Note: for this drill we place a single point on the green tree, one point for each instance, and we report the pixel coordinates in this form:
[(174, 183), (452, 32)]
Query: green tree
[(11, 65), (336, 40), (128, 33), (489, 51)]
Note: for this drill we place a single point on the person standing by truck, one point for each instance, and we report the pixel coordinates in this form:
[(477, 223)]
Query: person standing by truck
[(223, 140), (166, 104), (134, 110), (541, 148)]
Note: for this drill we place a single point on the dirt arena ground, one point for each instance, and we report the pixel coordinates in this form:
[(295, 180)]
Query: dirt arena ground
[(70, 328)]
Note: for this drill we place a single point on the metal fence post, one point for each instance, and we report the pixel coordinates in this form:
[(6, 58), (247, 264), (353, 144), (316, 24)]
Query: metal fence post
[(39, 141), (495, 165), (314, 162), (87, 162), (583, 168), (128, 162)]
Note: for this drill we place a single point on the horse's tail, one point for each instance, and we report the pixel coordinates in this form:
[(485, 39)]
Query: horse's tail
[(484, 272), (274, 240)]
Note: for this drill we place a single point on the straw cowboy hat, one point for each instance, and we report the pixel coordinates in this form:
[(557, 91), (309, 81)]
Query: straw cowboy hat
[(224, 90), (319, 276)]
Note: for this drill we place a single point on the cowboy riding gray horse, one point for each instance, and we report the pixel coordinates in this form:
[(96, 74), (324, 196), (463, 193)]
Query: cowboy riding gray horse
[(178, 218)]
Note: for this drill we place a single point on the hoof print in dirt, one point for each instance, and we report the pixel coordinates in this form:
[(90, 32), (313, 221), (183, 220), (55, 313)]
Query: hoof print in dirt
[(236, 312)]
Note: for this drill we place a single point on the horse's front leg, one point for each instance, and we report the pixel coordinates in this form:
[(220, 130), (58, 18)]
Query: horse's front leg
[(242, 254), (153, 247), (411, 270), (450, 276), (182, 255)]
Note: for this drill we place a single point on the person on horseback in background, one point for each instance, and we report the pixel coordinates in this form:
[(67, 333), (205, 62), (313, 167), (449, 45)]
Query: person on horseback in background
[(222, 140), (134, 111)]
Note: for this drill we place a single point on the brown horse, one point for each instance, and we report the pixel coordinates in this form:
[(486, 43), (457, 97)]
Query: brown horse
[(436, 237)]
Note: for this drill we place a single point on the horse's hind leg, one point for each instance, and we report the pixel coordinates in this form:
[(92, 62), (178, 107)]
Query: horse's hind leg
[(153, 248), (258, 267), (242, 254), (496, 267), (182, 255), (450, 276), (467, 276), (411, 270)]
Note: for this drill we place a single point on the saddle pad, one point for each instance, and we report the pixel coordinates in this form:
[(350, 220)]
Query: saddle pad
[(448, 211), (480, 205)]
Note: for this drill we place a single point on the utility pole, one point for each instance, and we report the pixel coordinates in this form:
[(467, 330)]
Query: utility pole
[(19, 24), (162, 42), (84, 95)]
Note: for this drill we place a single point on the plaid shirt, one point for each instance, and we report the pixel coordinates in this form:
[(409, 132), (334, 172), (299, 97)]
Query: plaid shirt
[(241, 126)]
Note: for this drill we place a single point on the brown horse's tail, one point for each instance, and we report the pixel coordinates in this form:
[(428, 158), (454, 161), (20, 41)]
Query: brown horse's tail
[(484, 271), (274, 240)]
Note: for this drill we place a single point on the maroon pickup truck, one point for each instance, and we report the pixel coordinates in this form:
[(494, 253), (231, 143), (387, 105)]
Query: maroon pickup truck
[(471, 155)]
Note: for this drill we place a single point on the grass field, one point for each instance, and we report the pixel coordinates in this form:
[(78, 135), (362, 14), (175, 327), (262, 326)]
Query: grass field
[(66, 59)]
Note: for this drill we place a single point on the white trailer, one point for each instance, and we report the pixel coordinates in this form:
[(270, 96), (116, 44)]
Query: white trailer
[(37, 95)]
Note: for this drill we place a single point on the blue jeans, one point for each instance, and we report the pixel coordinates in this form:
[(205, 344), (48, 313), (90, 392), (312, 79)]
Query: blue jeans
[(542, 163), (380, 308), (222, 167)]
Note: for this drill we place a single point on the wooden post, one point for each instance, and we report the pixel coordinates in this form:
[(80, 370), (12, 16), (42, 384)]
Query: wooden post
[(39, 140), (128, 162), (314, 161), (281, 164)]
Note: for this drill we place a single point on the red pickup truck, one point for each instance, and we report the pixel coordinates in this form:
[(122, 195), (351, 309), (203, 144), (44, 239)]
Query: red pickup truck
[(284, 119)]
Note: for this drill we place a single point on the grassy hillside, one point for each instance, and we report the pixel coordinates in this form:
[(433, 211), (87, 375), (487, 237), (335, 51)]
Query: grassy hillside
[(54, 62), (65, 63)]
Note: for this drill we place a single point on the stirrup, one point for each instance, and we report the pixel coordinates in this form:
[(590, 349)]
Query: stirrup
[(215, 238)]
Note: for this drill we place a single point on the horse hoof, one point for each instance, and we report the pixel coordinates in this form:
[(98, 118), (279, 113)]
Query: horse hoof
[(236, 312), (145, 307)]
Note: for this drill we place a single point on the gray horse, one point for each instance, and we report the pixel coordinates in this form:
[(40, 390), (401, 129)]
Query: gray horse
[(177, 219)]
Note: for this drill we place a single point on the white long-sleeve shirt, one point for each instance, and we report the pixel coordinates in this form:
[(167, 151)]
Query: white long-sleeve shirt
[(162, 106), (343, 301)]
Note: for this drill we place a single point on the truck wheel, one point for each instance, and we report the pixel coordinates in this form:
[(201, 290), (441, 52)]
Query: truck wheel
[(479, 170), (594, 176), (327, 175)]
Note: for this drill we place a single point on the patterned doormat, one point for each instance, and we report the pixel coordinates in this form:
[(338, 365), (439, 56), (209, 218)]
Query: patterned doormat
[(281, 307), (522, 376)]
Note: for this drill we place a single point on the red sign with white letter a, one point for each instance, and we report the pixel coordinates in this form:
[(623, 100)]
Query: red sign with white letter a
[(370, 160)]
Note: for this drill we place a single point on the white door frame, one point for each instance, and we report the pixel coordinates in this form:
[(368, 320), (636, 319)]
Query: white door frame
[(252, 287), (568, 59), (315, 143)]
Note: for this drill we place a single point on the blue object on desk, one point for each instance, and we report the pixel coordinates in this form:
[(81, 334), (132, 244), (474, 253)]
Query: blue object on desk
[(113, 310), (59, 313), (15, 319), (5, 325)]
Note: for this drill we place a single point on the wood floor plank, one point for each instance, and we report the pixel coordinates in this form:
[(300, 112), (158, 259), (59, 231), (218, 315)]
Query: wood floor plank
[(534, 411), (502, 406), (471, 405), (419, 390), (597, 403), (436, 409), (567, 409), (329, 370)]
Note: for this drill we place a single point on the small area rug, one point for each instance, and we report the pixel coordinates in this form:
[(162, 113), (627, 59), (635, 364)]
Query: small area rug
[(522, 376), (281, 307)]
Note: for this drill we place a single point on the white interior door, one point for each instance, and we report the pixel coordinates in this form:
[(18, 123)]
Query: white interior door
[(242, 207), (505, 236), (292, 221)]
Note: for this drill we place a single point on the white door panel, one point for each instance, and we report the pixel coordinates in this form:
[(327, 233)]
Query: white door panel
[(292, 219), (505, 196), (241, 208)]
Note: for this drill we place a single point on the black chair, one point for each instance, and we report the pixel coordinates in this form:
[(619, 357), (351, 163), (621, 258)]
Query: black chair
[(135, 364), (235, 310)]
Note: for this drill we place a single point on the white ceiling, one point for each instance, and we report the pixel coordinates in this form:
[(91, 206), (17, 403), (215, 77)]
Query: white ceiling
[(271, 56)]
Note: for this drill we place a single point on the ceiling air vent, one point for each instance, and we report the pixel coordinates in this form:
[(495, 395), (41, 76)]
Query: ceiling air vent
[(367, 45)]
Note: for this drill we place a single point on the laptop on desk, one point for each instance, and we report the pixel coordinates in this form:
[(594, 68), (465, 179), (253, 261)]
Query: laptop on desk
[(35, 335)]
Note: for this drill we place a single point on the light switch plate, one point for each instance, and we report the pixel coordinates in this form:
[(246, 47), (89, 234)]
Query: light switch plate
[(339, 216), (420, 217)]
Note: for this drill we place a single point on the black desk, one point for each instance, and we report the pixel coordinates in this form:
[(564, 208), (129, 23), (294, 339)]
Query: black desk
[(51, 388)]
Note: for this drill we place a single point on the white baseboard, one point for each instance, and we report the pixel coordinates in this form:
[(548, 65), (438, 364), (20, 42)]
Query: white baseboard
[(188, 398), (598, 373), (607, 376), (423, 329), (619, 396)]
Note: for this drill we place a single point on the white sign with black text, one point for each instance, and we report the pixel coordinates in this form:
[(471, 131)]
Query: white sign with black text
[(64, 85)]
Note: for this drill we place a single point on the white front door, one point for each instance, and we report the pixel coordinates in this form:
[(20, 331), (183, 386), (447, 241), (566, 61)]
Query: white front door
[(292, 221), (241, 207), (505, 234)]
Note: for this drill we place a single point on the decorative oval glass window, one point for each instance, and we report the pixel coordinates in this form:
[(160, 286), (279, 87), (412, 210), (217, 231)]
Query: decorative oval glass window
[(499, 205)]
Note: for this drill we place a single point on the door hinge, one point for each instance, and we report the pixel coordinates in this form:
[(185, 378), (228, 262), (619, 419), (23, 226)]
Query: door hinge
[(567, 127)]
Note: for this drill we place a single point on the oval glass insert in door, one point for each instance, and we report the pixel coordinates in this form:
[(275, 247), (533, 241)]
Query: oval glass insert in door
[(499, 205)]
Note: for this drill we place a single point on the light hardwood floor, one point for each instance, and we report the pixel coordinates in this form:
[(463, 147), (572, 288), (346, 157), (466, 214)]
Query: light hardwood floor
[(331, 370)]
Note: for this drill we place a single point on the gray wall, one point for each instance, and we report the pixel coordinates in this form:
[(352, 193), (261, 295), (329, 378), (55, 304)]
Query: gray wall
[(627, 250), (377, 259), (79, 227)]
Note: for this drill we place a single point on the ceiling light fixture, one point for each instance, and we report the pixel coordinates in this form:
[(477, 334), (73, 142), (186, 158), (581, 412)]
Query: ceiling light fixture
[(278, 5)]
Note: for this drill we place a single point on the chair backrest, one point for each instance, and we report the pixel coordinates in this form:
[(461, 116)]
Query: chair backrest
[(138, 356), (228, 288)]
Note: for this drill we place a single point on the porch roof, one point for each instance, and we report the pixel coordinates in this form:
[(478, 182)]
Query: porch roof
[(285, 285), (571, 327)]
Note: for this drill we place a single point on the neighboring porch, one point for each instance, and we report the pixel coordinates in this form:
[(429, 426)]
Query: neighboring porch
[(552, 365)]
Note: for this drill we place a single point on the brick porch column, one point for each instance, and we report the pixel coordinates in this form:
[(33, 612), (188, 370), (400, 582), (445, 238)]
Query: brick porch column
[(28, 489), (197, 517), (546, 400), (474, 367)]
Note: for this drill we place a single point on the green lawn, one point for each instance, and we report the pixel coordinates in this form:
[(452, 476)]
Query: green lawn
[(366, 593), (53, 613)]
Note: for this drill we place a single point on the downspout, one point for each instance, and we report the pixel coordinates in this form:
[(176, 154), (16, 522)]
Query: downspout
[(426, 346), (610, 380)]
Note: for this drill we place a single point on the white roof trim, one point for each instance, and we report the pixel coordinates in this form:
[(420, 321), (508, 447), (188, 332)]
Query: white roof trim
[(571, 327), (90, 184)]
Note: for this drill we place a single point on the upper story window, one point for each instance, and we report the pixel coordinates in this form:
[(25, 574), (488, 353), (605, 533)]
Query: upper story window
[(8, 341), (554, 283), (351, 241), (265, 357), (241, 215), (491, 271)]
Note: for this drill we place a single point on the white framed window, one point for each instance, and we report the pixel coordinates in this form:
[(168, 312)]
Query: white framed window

===

Echo every line of the records from the one containing "on the saddle" down to the one containing "[(241, 126)]", both included, without changing anything.

Note: for this drill we place a single point on the saddle pad, one point for each instance, and we report the pixel coordinates in this form:
[(350, 220)]
Query: saddle pad
[(448, 211), (480, 205)]
Note: for this drill we place a single point on the utility pole, one point for each instance, and we report the pixel coordinates in this form:
[(467, 330)]
Query: utility pole
[(19, 24), (162, 42), (84, 95)]
Note: for this drill we place a single point on the plaid shirt, one point for each instance, and we report the pixel coordinates in this form:
[(409, 132), (334, 172), (299, 97)]
Query: plaid shirt
[(241, 126)]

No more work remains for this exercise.